BRIEF:
From the Kirkland's Home article below, list the main reasons it gives for the many U.S. retail store closures.

SELECTED EXCERPT:
Kirkland’s Home is going through big changes. The company plans to close 25 of its stores by January 2025. Around the same time, it sold the rights to its brand name and logo to Bed Bath & Beyond for 10 million dollars. This move marks a turning point for the company as it tries to adjust to how Americans now shop for home goods. People are spending more online and visiting physical stores less, forcing many traditional retailers to rethink how they operate.
Kirkland’s decision fits into a much larger trend of change in the retail industry. Many U.S. retailers are downsizing or shutting their doors altogether. Coresight Research reported that more than 7,100 retail stores closed in 2024, representing nearly a 70% increase from the previous year. The main reasons are higher rents, shrinking foot traffic, and the growth of online shopping.
From One Local Store to a National Brand

Kirkland’s began in 1966 in Jackson, Tennessee, as a small home décor shop. Over the years, it grew into a nationwide chain with more than 300 stores by the early 2000s. The company became known for its stylish, affordable home decorations. In fact, Newsweek named it one of America’s top home retailers in 2024. However, the rise of major online competitors like Amazon and Wayfair has made life difficult for traditional retailers like Kirkland’s.
In recent years, in-store sales have dropped, while costs for leases and operations have gone up. As shoppers increasingly prefer the convenience of online ordering, Kirkland’s has struggled to keep up. To adapt, the company began closing its underperforming stores and focused more on digital tools, online sales, and special product lines that aren’t available anywhere else. These moves are designed to make the brand more competitive and modern.
Selling the Brand and Reinventing the Business

A major turning point came on September 15, 2025, when Kirkland’s sold its brand rights to Bed Bath & Beyond for 10 million dollars. This sale gives Bed Bath & Beyond a new brand identity and allows Kirkland’s to reorganize its business. Under CEO Amy Sullivan, Kirkland’s is becoming what she calls The Brand House Collective. Instead of operating a large network of stores, the company will shift its focus to partnerships, wholesale deals, and digital collaborations.
Essentially, Kirkland’s is moving away from the traditional storefront model and choosing to work more with other businesses while focusing on online opportunities. The rebranding marks a new phase for both companies. Bed Bath & Beyond gets to expand its brand portfolio, while Kirkland’s gets a fresh start in a leaner, more flexible format.
However, these changes come with consequences. Closing 25 stores will likely result in around 375 job losses, assuming each store employs about 15 people. Employees have expressed worry and frustration about the uncertainty of their futures. Some workers, like store manager Maria Lopez from Phoenix, have said they haven’t received clear information about which locations will close or what will happen to their benefits. Many employees have voiced concerns online, saying that communication from corporate leadership has been unclear.

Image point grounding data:

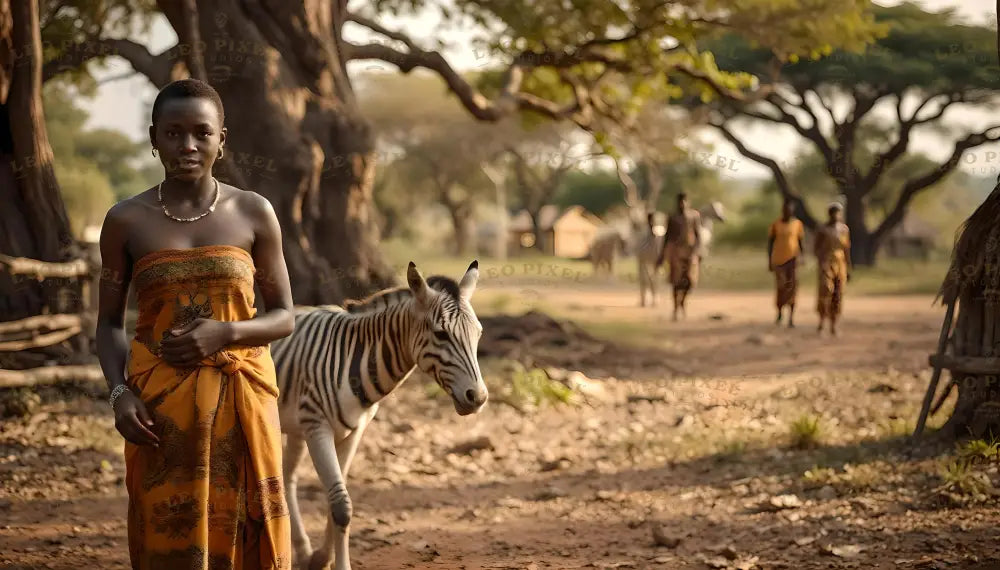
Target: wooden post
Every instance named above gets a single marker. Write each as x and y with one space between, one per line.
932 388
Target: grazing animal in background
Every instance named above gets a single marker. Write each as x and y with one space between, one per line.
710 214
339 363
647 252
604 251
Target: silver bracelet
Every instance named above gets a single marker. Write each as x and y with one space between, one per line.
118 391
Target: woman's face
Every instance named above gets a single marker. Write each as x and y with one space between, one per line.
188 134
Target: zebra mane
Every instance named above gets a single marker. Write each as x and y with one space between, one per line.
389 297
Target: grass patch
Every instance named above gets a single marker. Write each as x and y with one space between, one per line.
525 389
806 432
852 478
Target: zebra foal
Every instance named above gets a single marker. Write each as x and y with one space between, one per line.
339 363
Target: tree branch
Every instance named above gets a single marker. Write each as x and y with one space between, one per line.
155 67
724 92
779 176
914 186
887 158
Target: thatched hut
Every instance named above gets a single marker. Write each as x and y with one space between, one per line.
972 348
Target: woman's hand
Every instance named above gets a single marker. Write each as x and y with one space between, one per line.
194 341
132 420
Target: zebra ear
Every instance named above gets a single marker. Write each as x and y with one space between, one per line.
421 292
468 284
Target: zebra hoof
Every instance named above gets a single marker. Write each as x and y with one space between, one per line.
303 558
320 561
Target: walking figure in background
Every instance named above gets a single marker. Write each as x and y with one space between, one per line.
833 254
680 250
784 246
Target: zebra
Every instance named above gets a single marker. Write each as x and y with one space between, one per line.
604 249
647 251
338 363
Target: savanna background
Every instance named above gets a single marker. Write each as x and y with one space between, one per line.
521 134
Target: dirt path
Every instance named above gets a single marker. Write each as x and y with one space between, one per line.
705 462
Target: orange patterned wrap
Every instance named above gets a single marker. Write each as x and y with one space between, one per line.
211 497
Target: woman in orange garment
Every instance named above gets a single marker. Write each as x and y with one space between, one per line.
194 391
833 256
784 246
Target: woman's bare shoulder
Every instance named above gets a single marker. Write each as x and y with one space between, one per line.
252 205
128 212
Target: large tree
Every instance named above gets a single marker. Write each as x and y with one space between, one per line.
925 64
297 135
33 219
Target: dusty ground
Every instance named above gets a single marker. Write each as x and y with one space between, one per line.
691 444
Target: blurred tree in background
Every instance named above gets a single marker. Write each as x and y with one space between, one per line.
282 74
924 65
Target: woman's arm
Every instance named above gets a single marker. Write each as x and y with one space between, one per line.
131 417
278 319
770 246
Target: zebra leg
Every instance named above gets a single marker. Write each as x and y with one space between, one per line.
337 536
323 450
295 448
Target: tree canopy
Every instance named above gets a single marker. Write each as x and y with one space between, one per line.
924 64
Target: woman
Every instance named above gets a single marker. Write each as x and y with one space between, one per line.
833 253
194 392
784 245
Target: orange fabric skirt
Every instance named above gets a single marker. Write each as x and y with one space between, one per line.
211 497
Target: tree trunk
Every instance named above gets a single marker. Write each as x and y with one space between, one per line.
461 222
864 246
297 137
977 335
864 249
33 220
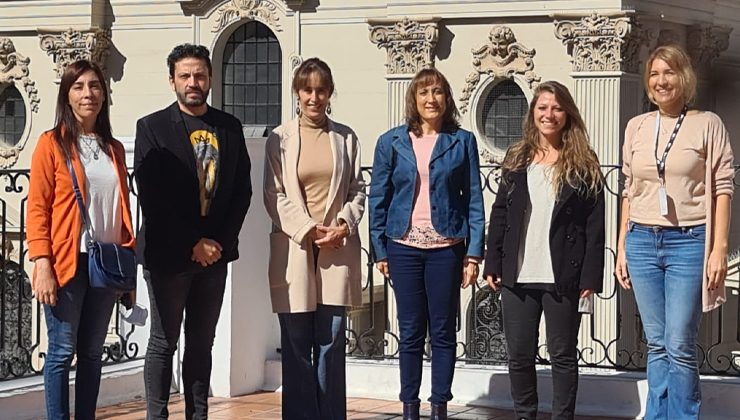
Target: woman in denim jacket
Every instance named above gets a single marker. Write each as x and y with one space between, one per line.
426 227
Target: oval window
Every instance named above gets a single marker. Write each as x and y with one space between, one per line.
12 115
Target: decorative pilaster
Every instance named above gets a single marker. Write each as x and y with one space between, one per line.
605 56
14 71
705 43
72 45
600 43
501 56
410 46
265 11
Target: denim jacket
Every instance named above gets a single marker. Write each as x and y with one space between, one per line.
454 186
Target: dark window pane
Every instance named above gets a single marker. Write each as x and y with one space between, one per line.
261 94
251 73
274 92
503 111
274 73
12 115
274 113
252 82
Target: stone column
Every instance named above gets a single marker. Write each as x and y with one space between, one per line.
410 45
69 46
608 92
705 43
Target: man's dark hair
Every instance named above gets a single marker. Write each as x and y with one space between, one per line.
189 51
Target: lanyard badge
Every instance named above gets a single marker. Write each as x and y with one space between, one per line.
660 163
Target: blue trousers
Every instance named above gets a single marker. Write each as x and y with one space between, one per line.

RESULT BELOW:
- Higher rents
- Shrinking foot traffic
- The growth of online shopping